* Aim of the task
Lay out every line of the records below as a numbered list, skipping blank lines and leaving out the pictures.

— BEGIN —

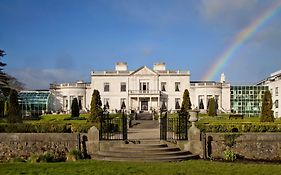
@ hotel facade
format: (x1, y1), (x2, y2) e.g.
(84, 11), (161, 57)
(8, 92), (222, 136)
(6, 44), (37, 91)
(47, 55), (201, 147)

— END —

* Response
1. @ hotel facade
2. format: (x1, y1), (x2, y2) e.g.
3. (84, 11), (161, 57)
4. (8, 92), (222, 136)
5. (6, 44), (37, 91)
6. (47, 55), (201, 147)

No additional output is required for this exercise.